TEXTE ÉTUDIÉ:
Le Rav Heber nous a quittés le mois passé, à 55 ans, des suites du Coronavirus. Si une vie a été remplie de façon exemplaire, c’est certainement la vie de Rav Heber.

Alors qu’il enseignait à la Yéchiva Na’halat Acher de Guivat Chaoul, adulé de ses élèves pour sa chaleur, sa générosité et son sens inné de l’éducation, soudain, à 42 ans, ses reins cessent de fonctionner. C’est alors la course contre la montre pour lui trouver un « donneur » de rein compatible et lui éviter les souffrances des dialyses, au rythme de plusieurs par semaine.

A cette époque, l’association Matnat ‘Haïm (Don de Vie) n’existe pas et la course après un donneur potentiel est presque aussi éreintante que la maladie elle-même. Après être lui-même passé par toutes les étapes d‘attente et d’espoir que connaissent les malades, Rav Heber est enfin greffé et décide de fonder une association pour aider tous ceux qui ont besoin d’un rein. Il va, en Israël, amener au grand public la conscience de l’importance du don de rein. Chaque année, depuis la fondation de l’association, on trouvera dans sa boite aux lettres un dépliant racontant comment des hommes et des femmes de tout bord décident de donner leur rein pour sauver un être. Les histoires défilent, accompagnées de photos où des visages lumineux et souriants, de toutes classes sociales, ethniques, religieuses, racontent pourquoi ils ont décidé de donner leur organe.

VOS CONSIGNES:
A - Indiquez si chacune des affirmations suivantes concorde avec le texte sur le Rav Heber, par oui ou par non, en citant à l'identique les mots du texte qui tranchent. (i) Le Rav Heber est mort à 55 ans des suites du Coronavirus. (ii) Ses reins ont cessé de fonctionner lorsqu'il avait 42 ans. (iii) L'association Matnat ‘Haïm existait déjà au moment où il cherchait un donneur.
B - Rédigez la suite du texte sur le Rav Heber, à partir de sa dernière phrase.

DONNÉES FOURNIES:
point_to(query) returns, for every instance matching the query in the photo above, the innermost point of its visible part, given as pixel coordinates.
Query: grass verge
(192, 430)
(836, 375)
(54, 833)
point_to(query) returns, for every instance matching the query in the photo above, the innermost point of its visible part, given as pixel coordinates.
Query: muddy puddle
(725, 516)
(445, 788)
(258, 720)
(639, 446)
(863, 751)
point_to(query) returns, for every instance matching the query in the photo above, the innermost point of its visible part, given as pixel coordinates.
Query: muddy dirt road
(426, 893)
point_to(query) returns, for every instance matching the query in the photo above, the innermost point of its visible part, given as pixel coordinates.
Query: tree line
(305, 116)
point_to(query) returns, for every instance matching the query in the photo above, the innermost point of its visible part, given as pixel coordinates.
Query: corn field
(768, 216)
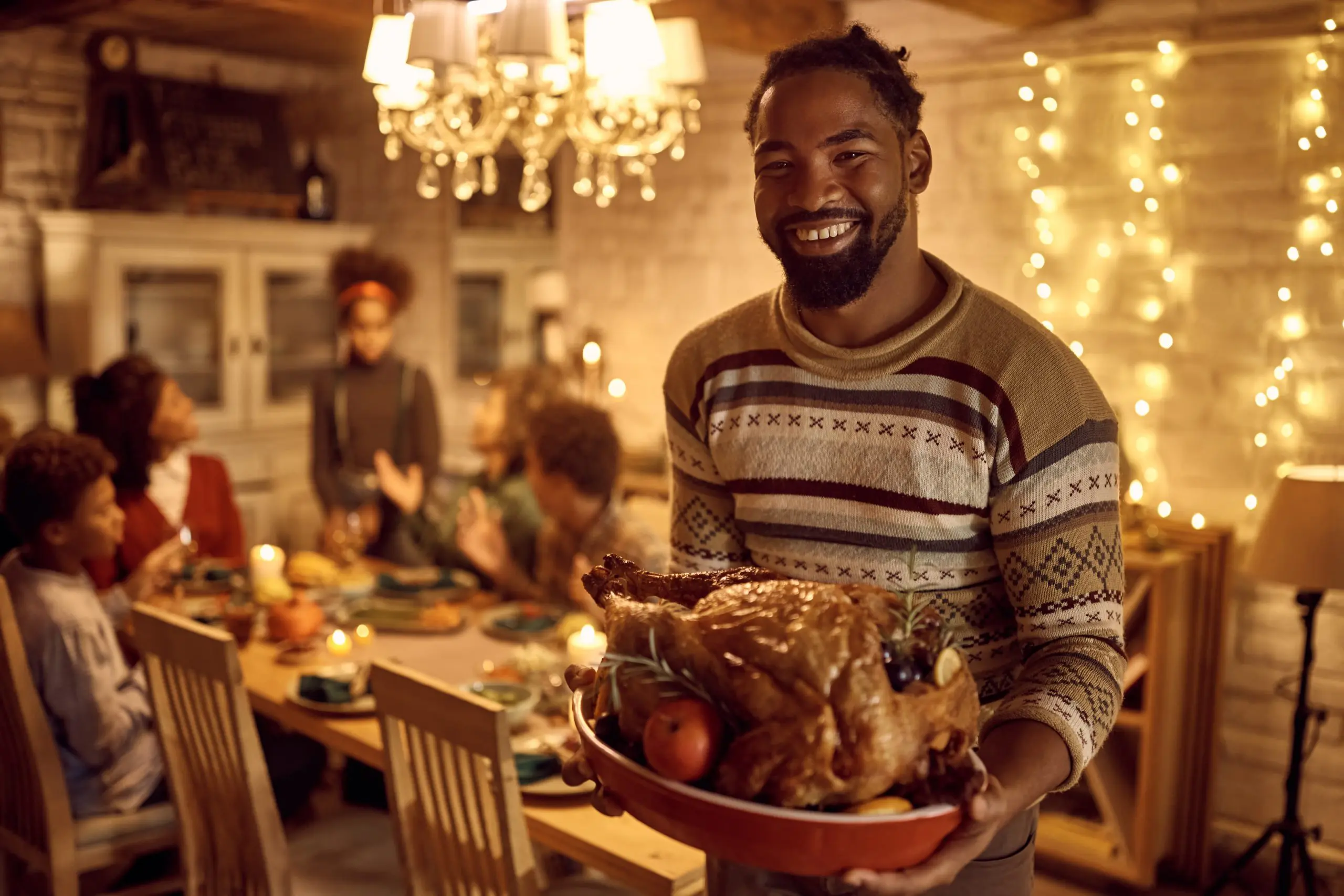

RÉPONSES:
A -
(i) Oui : « Le Rav Heber nous a quittés le mois passé, à 55 ans, des suites du Coronavirus. »
(ii) Oui : « soudain, à 42 ans, ses reins cessent de fonctionner »
(iii) Non : « A cette époque, l’association Matnat ‘Haïm (Don de Vie) n’existe pas »

B -
Attaqué il y a quelques années par des personnes désireuses de salir son association, Rav Heber s’agrippe de toutes ses forces à sa foi en D.ieu, surmonte la crise et est reconnu par tous, comme l’incarnation d’un homme remarquable, désintéressé et parfaitement intègre.

Le père de Rav Heber, Reb Zvi, nous parle de son fils, avec douleur, dignité et une profonde admiration :

« Mon fils aimait les êtres, les créatures d’Hachem, du petit au grand. D’un amour intense. C’était son secret et c’est pour cela, qu’en retour, on l’aimait tant. Il voulait le bien de chacun. »

Quel genre d’enfant était-il ? 

Comme tous les enfants, un bon enfant, mais sa proximité avec les Guedolim, ses maîtres, comme Rav Aharon Leib Steinman et Rav Leipkovitch, l’ont profondément marqué et d‘eux, il a reçu les fondements de l’amour de son prochain, et la connaissance inébranlable que tout ce qui arrive vient de D.ieu.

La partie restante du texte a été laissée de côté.